** What you will do **
In the passage about the play Cambodian Rock Band, which LA band introduced the speaker to the music scene of Cambodia?

** Passage to read **
☆ ☆ ☆ ☆ ☆ ☆ ☆

Cambodian Rock Band is a play that exists for a couple of reasons. I was introduced to the music scene of Cambodia in the 20th century, thanks to the LA band Dengue Fever, which has kind of interpreted that music for an American audience in the 21st century. It’s history that I, as someone who was not Cambodian, did not grow up knowing and its music that I didn’t know when I was younger. That was the catalyst for learning more about that world. Then another big influence on the play was the lead actor, Joe Ngo. He intersected with this play very early on when it was kind of in very nascent stages. And he came in with his own history as the childhood survivors of this genocide. And so, he was just an integral part in bringing the play along to where it is today. There’s live music in it because he happens to play the electric guitar. I think one of the most moving moments that I find in the piece is at the end of Act One. This young band is confronted with a sudden and serious shift in their world. They’re recording this album inside this room and outside, all of a sudden, their world shifts. The leadership changes and the opportunity and options that they thought they might have suddenly shut down. Coincidentally, two days before our show was officially closed early because of the pandemic, the cast was actually recording the album.

☆ ☆ ☆ ☆ ☆ ☆ ☆

** Material shown **
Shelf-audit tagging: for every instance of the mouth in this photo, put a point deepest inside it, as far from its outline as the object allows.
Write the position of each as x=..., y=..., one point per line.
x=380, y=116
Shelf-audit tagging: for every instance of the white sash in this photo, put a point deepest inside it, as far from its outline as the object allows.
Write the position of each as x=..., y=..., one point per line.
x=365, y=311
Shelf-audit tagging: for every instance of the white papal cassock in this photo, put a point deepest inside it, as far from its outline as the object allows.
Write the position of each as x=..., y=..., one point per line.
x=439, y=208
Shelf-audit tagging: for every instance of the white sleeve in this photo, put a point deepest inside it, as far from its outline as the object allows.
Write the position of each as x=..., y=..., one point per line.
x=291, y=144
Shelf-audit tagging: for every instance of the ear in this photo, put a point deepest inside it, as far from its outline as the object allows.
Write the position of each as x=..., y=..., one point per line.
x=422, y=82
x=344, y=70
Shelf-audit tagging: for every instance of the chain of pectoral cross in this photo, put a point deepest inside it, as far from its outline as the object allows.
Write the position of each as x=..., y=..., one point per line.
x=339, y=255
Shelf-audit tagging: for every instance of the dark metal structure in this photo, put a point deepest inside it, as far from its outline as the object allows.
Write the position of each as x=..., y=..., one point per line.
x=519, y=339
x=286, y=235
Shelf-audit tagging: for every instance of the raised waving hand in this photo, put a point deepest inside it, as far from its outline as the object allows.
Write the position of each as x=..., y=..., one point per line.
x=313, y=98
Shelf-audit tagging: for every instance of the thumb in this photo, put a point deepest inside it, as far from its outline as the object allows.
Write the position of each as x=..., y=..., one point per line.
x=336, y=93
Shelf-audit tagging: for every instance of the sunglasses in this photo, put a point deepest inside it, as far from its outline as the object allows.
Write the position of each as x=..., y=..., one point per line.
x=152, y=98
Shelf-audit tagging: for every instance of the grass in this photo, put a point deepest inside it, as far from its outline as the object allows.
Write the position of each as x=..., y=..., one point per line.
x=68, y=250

☆ ☆ ☆ ☆ ☆ ☆ ☆

** Response box **
Dengue Fever